USING THE INFORMATION =>
1. According to the biography of Lorenzo Dow Immell, in which company and unit was he serving as a corporal when he earned the Medal of Honor?
2. Write out the biography of Lorenzo Dow Immell word for word, from "Lorenzo Dow Immell" to "July 19, 1890.".

[EXERCISE PASSAGE — start]

Lorenzo Dow Immell (June 18, 1837 – October 31, 1912) was a Union Army corporal in the American Civil War who received the U.S. military's highest decoration, the Medal of Honor.

== Biography ==
Immell was born June 18, 1837, in Ross County, Ohio, and joined the army from Fort Leavenworth, Kansas in August 1860. He was awarded the Medal of Honor, for extraordinary heroism shown at Wilson's Creek, Missouri, for bravery in action during the Battle of Wilson's Creek, while serving as a corporal with Company F, 2nd U.S. Artillery. He was discharged in February 1862. His Medal of Honor was issued on July 19, 1890.

Immell died at the age of 75, on October 31, 1912 and was buried in Jefferson Barracks National Cemetery, in Lemay, St. Louis, Missouri.

[EXERCISE PASSAGE — finish]
[STORED DATA — start]

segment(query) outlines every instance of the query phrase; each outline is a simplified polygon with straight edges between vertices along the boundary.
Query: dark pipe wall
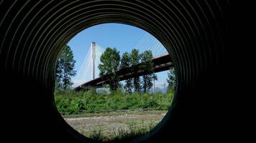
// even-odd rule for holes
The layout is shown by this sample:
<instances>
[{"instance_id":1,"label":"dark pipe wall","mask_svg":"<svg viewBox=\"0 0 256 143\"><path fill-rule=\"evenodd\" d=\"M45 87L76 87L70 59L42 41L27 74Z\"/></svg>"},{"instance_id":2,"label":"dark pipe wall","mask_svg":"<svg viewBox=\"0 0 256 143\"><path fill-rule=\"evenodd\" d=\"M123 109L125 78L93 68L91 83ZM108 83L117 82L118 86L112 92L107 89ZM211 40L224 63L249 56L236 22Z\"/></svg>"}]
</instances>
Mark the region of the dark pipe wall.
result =
<instances>
[{"instance_id":1,"label":"dark pipe wall","mask_svg":"<svg viewBox=\"0 0 256 143\"><path fill-rule=\"evenodd\" d=\"M153 34L167 48L177 71L169 113L137 141L227 139L228 1L1 0L0 11L1 139L86 142L55 107L56 60L77 33L108 22Z\"/></svg>"}]
</instances>

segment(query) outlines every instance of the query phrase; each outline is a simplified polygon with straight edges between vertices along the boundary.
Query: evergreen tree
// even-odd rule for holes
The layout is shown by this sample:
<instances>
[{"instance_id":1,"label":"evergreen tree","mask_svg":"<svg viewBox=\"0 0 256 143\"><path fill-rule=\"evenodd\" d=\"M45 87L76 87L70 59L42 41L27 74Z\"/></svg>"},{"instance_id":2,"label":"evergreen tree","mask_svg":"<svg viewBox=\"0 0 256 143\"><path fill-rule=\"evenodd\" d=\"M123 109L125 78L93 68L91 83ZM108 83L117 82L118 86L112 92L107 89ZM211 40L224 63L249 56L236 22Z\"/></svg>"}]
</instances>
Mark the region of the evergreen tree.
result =
<instances>
[{"instance_id":1,"label":"evergreen tree","mask_svg":"<svg viewBox=\"0 0 256 143\"><path fill-rule=\"evenodd\" d=\"M139 67L136 66L140 63L140 54L138 49L132 49L131 54L131 64L132 66L134 66L134 68L132 69L132 72L134 74L138 72ZM140 86L140 78L134 77L132 79L133 87L134 88L134 92L141 92L141 86Z\"/></svg>"},{"instance_id":2,"label":"evergreen tree","mask_svg":"<svg viewBox=\"0 0 256 143\"><path fill-rule=\"evenodd\" d=\"M146 73L152 73L154 70L153 56L151 51L145 51L140 54L141 67ZM142 89L144 93L147 92L153 85L152 81L157 80L155 74L146 74L142 76Z\"/></svg>"},{"instance_id":3,"label":"evergreen tree","mask_svg":"<svg viewBox=\"0 0 256 143\"><path fill-rule=\"evenodd\" d=\"M75 76L74 70L76 61L73 51L68 46L64 46L63 51L58 60L56 69L56 87L60 90L68 91L73 85L71 77Z\"/></svg>"},{"instance_id":4,"label":"evergreen tree","mask_svg":"<svg viewBox=\"0 0 256 143\"><path fill-rule=\"evenodd\" d=\"M128 52L124 52L122 56L121 59L121 65L120 68L121 69L128 69L132 66L132 62L131 62L131 55L129 54ZM125 90L129 92L132 93L132 79L128 79L124 81L124 88Z\"/></svg>"},{"instance_id":5,"label":"evergreen tree","mask_svg":"<svg viewBox=\"0 0 256 143\"><path fill-rule=\"evenodd\" d=\"M167 82L168 83L168 88L173 90L176 84L176 77L175 74L174 68L171 68L168 73L168 78L167 79Z\"/></svg>"},{"instance_id":6,"label":"evergreen tree","mask_svg":"<svg viewBox=\"0 0 256 143\"><path fill-rule=\"evenodd\" d=\"M101 64L98 66L100 71L100 77L111 74L109 77L109 87L111 90L116 90L119 86L119 81L116 75L120 64L119 51L116 48L108 47L101 54L100 59Z\"/></svg>"}]
</instances>

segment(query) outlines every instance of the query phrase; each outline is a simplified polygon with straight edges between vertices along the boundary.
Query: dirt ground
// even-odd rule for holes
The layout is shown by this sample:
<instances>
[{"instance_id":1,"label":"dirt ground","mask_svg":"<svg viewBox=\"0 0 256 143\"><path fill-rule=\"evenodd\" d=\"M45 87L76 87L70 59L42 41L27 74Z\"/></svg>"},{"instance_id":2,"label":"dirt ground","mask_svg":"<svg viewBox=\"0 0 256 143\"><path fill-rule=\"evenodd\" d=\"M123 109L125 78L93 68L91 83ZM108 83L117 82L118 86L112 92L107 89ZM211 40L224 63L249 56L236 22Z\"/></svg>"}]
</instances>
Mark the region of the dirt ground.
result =
<instances>
[{"instance_id":1,"label":"dirt ground","mask_svg":"<svg viewBox=\"0 0 256 143\"><path fill-rule=\"evenodd\" d=\"M90 114L83 117L64 117L73 128L87 137L102 136L107 140L114 139L121 131L132 128L148 129L157 124L167 111L127 111Z\"/></svg>"}]
</instances>

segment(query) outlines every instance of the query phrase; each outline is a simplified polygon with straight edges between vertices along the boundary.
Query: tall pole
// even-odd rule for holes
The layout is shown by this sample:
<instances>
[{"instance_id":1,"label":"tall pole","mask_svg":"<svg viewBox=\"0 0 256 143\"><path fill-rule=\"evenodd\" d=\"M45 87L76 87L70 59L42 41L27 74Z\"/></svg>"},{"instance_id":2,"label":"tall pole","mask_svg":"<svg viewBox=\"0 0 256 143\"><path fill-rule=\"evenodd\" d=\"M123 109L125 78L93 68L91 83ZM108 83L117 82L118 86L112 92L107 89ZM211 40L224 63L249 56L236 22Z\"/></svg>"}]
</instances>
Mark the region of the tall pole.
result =
<instances>
[{"instance_id":1,"label":"tall pole","mask_svg":"<svg viewBox=\"0 0 256 143\"><path fill-rule=\"evenodd\" d=\"M95 51L96 51L96 42L91 42L91 57L93 59L93 80L95 79Z\"/></svg>"}]
</instances>

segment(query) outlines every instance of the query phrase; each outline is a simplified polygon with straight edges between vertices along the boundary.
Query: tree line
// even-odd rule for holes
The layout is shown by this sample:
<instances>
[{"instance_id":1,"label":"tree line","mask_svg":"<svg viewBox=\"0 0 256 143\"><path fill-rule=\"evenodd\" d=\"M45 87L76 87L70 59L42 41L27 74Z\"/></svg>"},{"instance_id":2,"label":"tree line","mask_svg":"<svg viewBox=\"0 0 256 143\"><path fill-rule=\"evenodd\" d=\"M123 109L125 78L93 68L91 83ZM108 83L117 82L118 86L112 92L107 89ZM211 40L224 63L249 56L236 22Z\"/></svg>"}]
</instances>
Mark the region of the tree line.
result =
<instances>
[{"instance_id":1,"label":"tree line","mask_svg":"<svg viewBox=\"0 0 256 143\"><path fill-rule=\"evenodd\" d=\"M140 53L138 49L134 49L130 53L123 53L121 56L120 51L116 48L108 47L100 57L101 64L98 66L100 71L99 76L111 75L109 87L112 91L122 87L128 93L133 92L145 93L153 86L153 81L157 80L157 76L153 72L152 59L153 56L150 50ZM76 71L74 70L75 63L73 51L69 46L65 45L58 59L55 91L66 92L70 89L73 85L71 77L76 74ZM129 69L132 74L136 74L139 70L144 70L145 72L151 74L128 79L124 81L124 84L122 86L116 74L120 69ZM168 72L167 79L168 87L173 89L175 81L175 71L172 68Z\"/></svg>"},{"instance_id":2,"label":"tree line","mask_svg":"<svg viewBox=\"0 0 256 143\"><path fill-rule=\"evenodd\" d=\"M153 73L154 64L152 51L148 50L140 54L139 50L134 49L131 53L124 52L122 56L116 48L106 48L101 56L101 64L99 65L100 76L111 74L109 77L109 88L116 90L121 87L116 72L122 69L129 69L132 74L139 70L144 70L147 73L152 73L140 77L135 77L124 81L123 88L129 93L132 92L147 92L153 85L153 80L157 77ZM137 66L140 65L140 66Z\"/></svg>"}]
</instances>

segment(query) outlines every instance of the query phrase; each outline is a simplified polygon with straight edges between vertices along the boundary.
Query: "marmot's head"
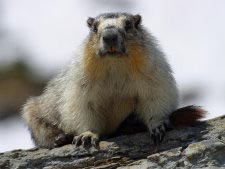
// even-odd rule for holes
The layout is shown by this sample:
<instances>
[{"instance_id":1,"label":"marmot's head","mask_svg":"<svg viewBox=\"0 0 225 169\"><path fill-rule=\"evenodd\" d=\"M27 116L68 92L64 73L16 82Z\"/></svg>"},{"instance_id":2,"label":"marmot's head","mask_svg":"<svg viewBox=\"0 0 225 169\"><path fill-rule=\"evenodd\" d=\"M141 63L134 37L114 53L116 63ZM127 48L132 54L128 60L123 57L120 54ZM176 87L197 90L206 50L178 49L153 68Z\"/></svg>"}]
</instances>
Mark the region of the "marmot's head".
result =
<instances>
[{"instance_id":1,"label":"marmot's head","mask_svg":"<svg viewBox=\"0 0 225 169\"><path fill-rule=\"evenodd\" d=\"M106 13L88 18L90 36L99 56L127 54L132 44L140 41L140 15Z\"/></svg>"}]
</instances>

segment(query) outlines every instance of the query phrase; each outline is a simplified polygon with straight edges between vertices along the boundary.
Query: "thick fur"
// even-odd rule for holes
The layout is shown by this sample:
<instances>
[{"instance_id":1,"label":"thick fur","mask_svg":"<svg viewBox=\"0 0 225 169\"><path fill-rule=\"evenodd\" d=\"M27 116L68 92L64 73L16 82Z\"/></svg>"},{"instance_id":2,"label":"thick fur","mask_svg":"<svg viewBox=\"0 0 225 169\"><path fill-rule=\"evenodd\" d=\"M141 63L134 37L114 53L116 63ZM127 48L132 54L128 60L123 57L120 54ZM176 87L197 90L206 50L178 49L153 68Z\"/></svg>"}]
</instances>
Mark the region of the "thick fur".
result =
<instances>
[{"instance_id":1,"label":"thick fur","mask_svg":"<svg viewBox=\"0 0 225 169\"><path fill-rule=\"evenodd\" d=\"M22 116L37 146L53 147L62 133L74 135L76 143L87 133L98 139L113 133L131 112L151 132L177 109L178 91L171 68L141 25L125 34L126 53L99 55L99 36L105 25L122 30L124 19L131 17L118 13L95 18L98 33L89 34L81 52L41 96L27 101Z\"/></svg>"}]
</instances>

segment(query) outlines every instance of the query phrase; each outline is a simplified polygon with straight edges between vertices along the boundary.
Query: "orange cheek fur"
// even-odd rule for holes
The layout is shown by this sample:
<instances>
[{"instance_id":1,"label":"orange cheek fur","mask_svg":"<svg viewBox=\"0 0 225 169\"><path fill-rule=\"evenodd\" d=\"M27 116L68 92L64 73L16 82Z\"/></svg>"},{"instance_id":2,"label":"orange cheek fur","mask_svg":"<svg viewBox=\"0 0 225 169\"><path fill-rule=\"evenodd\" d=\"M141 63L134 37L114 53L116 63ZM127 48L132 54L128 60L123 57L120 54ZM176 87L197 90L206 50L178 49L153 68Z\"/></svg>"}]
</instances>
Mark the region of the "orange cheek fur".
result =
<instances>
[{"instance_id":1,"label":"orange cheek fur","mask_svg":"<svg viewBox=\"0 0 225 169\"><path fill-rule=\"evenodd\" d=\"M95 42L90 38L84 49L83 66L85 72L93 80L103 77L109 65L112 64L115 66L116 64L123 64L123 71L127 70L129 74L136 75L145 70L148 60L146 53L147 51L141 45L132 43L128 45L126 54L118 58L102 58L96 56Z\"/></svg>"}]
</instances>

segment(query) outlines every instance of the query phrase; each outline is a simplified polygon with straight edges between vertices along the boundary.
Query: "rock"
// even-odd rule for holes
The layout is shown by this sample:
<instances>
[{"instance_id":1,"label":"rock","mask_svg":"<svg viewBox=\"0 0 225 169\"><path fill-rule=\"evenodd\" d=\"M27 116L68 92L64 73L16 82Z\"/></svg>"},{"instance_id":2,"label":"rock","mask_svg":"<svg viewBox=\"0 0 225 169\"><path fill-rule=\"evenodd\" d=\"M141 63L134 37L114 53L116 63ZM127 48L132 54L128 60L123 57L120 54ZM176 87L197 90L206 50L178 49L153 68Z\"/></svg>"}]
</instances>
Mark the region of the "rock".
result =
<instances>
[{"instance_id":1,"label":"rock","mask_svg":"<svg viewBox=\"0 0 225 169\"><path fill-rule=\"evenodd\" d=\"M225 116L169 131L157 147L139 132L104 139L99 150L66 145L1 153L0 168L225 168Z\"/></svg>"}]
</instances>

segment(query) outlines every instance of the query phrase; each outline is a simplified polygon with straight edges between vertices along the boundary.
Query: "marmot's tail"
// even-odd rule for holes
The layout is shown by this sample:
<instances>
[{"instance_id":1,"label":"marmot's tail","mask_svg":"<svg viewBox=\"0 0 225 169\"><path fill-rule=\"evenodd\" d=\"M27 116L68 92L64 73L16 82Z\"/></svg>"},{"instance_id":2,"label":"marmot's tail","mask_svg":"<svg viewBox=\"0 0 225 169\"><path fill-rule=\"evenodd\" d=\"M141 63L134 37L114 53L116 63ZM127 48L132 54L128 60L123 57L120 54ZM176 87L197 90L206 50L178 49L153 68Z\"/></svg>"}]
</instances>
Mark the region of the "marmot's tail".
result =
<instances>
[{"instance_id":1,"label":"marmot's tail","mask_svg":"<svg viewBox=\"0 0 225 169\"><path fill-rule=\"evenodd\" d=\"M199 106L187 106L177 109L170 115L170 123L177 126L186 126L204 118L206 111Z\"/></svg>"}]
</instances>

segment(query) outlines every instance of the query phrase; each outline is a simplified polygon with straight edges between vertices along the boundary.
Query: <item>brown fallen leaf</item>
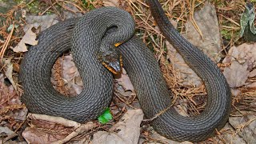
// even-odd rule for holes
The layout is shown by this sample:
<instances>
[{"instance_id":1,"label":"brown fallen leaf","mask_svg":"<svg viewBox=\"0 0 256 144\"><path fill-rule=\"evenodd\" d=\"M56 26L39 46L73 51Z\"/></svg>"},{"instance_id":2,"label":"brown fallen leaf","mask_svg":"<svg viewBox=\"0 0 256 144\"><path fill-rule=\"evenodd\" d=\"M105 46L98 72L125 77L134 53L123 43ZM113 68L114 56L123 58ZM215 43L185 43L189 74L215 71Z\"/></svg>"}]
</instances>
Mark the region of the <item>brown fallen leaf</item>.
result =
<instances>
[{"instance_id":1,"label":"brown fallen leaf","mask_svg":"<svg viewBox=\"0 0 256 144\"><path fill-rule=\"evenodd\" d=\"M244 112L244 111L243 111ZM246 112L242 117L230 117L229 122L236 129L238 135L246 143L255 143L256 138L256 116L255 112Z\"/></svg>"},{"instance_id":2,"label":"brown fallen leaf","mask_svg":"<svg viewBox=\"0 0 256 144\"><path fill-rule=\"evenodd\" d=\"M230 87L240 87L246 84L250 74L247 68L246 63L240 64L237 61L233 61L230 67L224 69L223 74Z\"/></svg>"},{"instance_id":3,"label":"brown fallen leaf","mask_svg":"<svg viewBox=\"0 0 256 144\"><path fill-rule=\"evenodd\" d=\"M2 66L4 66L4 71L5 71L5 75L7 77L12 86L14 86L14 90L18 91L18 84L14 81L13 78L13 70L14 70L14 66L13 63L11 62L12 58L3 58L2 59Z\"/></svg>"},{"instance_id":4,"label":"brown fallen leaf","mask_svg":"<svg viewBox=\"0 0 256 144\"><path fill-rule=\"evenodd\" d=\"M58 22L57 14L47 14L42 16L27 15L26 18L26 25L24 26L23 30L27 31L30 27L34 27L43 31L52 25ZM39 30L36 34L38 34Z\"/></svg>"},{"instance_id":5,"label":"brown fallen leaf","mask_svg":"<svg viewBox=\"0 0 256 144\"><path fill-rule=\"evenodd\" d=\"M143 112L141 109L128 110L120 121L110 129L110 131L113 132L98 131L95 133L92 143L138 143L140 124L142 120Z\"/></svg>"},{"instance_id":6,"label":"brown fallen leaf","mask_svg":"<svg viewBox=\"0 0 256 144\"><path fill-rule=\"evenodd\" d=\"M29 114L30 126L22 133L29 143L66 143L79 134L95 126L93 122L81 124L61 117Z\"/></svg>"},{"instance_id":7,"label":"brown fallen leaf","mask_svg":"<svg viewBox=\"0 0 256 144\"><path fill-rule=\"evenodd\" d=\"M21 42L18 42L18 46L16 46L13 50L16 53L19 52L26 52L27 51L27 48L26 44L35 46L38 44L38 41L36 40L37 35L35 33L32 31L32 28L30 27L23 36Z\"/></svg>"},{"instance_id":8,"label":"brown fallen leaf","mask_svg":"<svg viewBox=\"0 0 256 144\"><path fill-rule=\"evenodd\" d=\"M120 1L119 0L104 0L103 1L103 5L105 6L118 7L119 5L120 5Z\"/></svg>"}]
</instances>

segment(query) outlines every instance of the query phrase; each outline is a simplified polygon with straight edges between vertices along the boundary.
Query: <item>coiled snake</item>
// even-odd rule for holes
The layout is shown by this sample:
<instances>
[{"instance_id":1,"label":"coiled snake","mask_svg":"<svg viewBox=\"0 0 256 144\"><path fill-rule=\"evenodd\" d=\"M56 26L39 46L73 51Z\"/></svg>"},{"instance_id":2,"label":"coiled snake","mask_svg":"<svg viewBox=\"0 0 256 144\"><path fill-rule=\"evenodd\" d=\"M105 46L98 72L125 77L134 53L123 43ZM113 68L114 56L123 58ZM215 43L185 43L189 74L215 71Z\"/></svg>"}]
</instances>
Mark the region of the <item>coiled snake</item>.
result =
<instances>
[{"instance_id":1,"label":"coiled snake","mask_svg":"<svg viewBox=\"0 0 256 144\"><path fill-rule=\"evenodd\" d=\"M176 141L198 142L224 126L230 110L228 84L217 66L182 38L166 17L157 0L147 0L151 13L166 39L203 81L208 97L204 111L182 117L174 108L154 119L154 130ZM115 30L106 35L108 29ZM77 122L96 118L110 105L112 74L100 62L98 51L120 42L124 67L135 88L146 118L171 104L166 82L157 61L144 43L134 36L134 22L126 11L114 7L91 10L80 18L52 26L38 36L21 65L22 100L33 113L61 116ZM70 50L85 89L76 97L64 97L50 83L51 68L60 55Z\"/></svg>"}]
</instances>

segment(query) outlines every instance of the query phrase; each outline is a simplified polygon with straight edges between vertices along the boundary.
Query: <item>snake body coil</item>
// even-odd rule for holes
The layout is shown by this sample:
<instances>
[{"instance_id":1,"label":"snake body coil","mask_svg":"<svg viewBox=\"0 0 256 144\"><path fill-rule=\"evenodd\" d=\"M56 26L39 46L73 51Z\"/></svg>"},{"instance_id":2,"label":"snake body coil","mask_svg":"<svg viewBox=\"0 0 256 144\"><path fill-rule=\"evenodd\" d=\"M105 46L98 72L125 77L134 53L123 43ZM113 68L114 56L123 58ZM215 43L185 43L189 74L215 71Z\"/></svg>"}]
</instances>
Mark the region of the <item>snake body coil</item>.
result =
<instances>
[{"instance_id":1,"label":"snake body coil","mask_svg":"<svg viewBox=\"0 0 256 144\"><path fill-rule=\"evenodd\" d=\"M199 115L182 117L170 108L151 125L176 141L205 140L226 124L230 110L230 88L217 66L171 26L158 2L147 2L162 32L202 79L208 94L207 105ZM117 30L105 36L113 26ZM146 117L150 118L169 107L171 97L158 62L145 44L133 36L134 31L131 16L114 7L92 10L79 19L59 22L43 31L38 45L30 49L21 65L22 100L28 109L77 122L96 118L109 106L113 94L112 75L97 59L96 53L101 46L119 42L126 42L119 46L124 67ZM85 87L74 98L57 92L50 79L54 62L70 47Z\"/></svg>"}]
</instances>

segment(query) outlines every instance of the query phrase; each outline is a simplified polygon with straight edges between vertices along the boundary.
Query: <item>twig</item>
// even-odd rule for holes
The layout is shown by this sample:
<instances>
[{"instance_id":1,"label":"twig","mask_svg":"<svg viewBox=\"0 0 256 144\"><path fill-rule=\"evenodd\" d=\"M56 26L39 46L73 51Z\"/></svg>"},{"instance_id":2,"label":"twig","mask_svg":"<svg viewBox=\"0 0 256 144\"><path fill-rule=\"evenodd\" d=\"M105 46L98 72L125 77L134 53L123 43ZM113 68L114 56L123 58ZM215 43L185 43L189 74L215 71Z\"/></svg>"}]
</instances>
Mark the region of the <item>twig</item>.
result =
<instances>
[{"instance_id":1,"label":"twig","mask_svg":"<svg viewBox=\"0 0 256 144\"><path fill-rule=\"evenodd\" d=\"M15 28L14 22L13 22L13 28L11 29L11 31L9 34L9 35L8 35L6 40L6 42L4 43L4 45L3 45L3 46L2 46L2 50L1 50L1 52L0 52L0 58L1 58L0 60L1 60L1 62L2 61L3 56L4 56L5 52L6 52L6 49L7 49L7 46L9 45L10 38L13 35L14 28Z\"/></svg>"}]
</instances>

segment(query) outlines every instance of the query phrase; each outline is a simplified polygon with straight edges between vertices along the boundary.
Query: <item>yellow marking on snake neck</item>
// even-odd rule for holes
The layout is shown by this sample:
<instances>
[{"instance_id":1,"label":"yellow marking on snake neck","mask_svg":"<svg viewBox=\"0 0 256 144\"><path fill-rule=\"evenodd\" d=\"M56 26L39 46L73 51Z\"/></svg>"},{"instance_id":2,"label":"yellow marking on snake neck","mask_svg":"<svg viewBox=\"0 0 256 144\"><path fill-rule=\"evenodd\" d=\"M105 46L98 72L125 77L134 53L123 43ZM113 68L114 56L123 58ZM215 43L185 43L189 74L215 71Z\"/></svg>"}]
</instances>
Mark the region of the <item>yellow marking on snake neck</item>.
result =
<instances>
[{"instance_id":1,"label":"yellow marking on snake neck","mask_svg":"<svg viewBox=\"0 0 256 144\"><path fill-rule=\"evenodd\" d=\"M120 55L120 67L121 67L121 70L118 73L122 73L122 55ZM111 73L113 73L114 74L118 74L118 73L114 70L112 67L109 66L107 64L106 64L104 62L102 62L102 65L108 70L110 70Z\"/></svg>"},{"instance_id":2,"label":"yellow marking on snake neck","mask_svg":"<svg viewBox=\"0 0 256 144\"><path fill-rule=\"evenodd\" d=\"M120 46L122 42L118 42L116 44L114 44L114 46L118 47L118 46Z\"/></svg>"}]
</instances>

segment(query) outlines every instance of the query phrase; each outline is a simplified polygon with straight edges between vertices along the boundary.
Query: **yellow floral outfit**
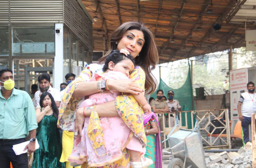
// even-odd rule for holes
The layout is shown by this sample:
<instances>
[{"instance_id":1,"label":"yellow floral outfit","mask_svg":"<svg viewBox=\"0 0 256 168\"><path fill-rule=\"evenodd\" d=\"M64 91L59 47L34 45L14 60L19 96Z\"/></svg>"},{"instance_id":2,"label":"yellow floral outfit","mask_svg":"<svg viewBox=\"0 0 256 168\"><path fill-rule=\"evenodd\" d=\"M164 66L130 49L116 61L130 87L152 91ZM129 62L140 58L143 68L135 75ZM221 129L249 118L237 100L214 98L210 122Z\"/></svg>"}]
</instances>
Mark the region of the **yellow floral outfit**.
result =
<instances>
[{"instance_id":1,"label":"yellow floral outfit","mask_svg":"<svg viewBox=\"0 0 256 168\"><path fill-rule=\"evenodd\" d=\"M76 80L71 82L66 88L61 104L59 116L58 126L64 130L73 131L75 112L78 108L79 98L72 97L72 95L76 86L81 82L88 81L95 73L91 71L91 69L97 69L93 67L94 65L87 67L81 72ZM144 89L145 76L144 71L140 67L135 68L131 74L130 79ZM137 102L132 95L123 93L117 96L115 100L115 105L119 115L124 123L133 132L135 137L138 138L143 147L146 145L147 139L144 131L143 111L142 107ZM93 115L94 117L90 120L98 120L97 115ZM92 116L91 116L92 117ZM96 140L95 140L96 142ZM124 147L122 157L113 163L103 167L130 168L130 156L128 150ZM88 167L85 164L82 167Z\"/></svg>"}]
</instances>

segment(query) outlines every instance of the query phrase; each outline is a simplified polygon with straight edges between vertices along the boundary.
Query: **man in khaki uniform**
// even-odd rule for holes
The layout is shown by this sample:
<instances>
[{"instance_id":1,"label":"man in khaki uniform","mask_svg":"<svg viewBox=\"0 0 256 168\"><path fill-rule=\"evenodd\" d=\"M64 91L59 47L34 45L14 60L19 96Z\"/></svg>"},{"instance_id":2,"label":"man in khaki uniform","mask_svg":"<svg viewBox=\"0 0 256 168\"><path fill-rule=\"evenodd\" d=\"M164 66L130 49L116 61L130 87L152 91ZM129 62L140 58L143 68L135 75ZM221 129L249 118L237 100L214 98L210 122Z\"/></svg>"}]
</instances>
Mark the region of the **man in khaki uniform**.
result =
<instances>
[{"instance_id":1,"label":"man in khaki uniform","mask_svg":"<svg viewBox=\"0 0 256 168\"><path fill-rule=\"evenodd\" d=\"M152 110L153 110L154 112L159 113L169 112L169 109L168 109L168 106L167 106L166 103L165 101L162 100L162 98L163 97L163 94L164 91L162 90L158 90L156 92L156 99L154 100L152 100L151 102L150 105L152 107ZM163 114L158 114L159 117L158 118L158 121L159 122L159 124L160 125L160 128L161 131L164 131L164 128L165 127L165 125L164 125L163 119L165 120L165 121L166 121L165 116ZM161 134L161 137L162 137L162 140L164 140L164 133Z\"/></svg>"},{"instance_id":2,"label":"man in khaki uniform","mask_svg":"<svg viewBox=\"0 0 256 168\"><path fill-rule=\"evenodd\" d=\"M179 102L177 100L173 99L174 97L174 92L171 90L168 91L168 100L166 101L167 106L169 109L169 111L171 112L171 125L170 126L173 127L175 125L174 115L173 113L175 112L175 110L178 109L178 111L181 111L181 107L179 103Z\"/></svg>"}]
</instances>

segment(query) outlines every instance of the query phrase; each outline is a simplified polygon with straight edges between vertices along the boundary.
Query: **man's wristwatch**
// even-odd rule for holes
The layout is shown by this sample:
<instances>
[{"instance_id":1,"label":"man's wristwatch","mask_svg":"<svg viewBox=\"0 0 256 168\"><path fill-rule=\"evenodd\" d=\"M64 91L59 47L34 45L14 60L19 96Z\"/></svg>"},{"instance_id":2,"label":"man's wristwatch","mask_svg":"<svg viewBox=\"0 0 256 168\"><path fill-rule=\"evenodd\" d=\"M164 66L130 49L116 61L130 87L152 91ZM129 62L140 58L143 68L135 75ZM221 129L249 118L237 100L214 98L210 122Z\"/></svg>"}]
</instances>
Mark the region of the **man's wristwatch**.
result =
<instances>
[{"instance_id":1,"label":"man's wristwatch","mask_svg":"<svg viewBox=\"0 0 256 168\"><path fill-rule=\"evenodd\" d=\"M36 142L36 139L35 138L31 138L29 141L31 141L31 142Z\"/></svg>"}]
</instances>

[STORED DATA — finish]

ANSWERS FOR THE EXERCISE =>
1. Company F, 2nd U.S. Artillery.

2.
Lorenzo Dow Immell (June 18, 1837 – October 31, 1912) was a Union Army corporal in the American Civil War who received the U.S. military's highest decoration, the Medal of Honor.

== Biography ==
Immell was born June 18, 1837, in Ross County, Ohio, and joined the army from Fort Leavenworth, Kansas in August 1860. He was awarded the Medal of Honor, for extraordinary heroism shown at Wilson's Creek, Missouri, for bravery in action during the Battle of Wilson's Creek, while serving as a corporal with Company F, 2nd U.S. Artillery. He was discharged in February 1862. His Medal of Honor was issued on July 19, 1890.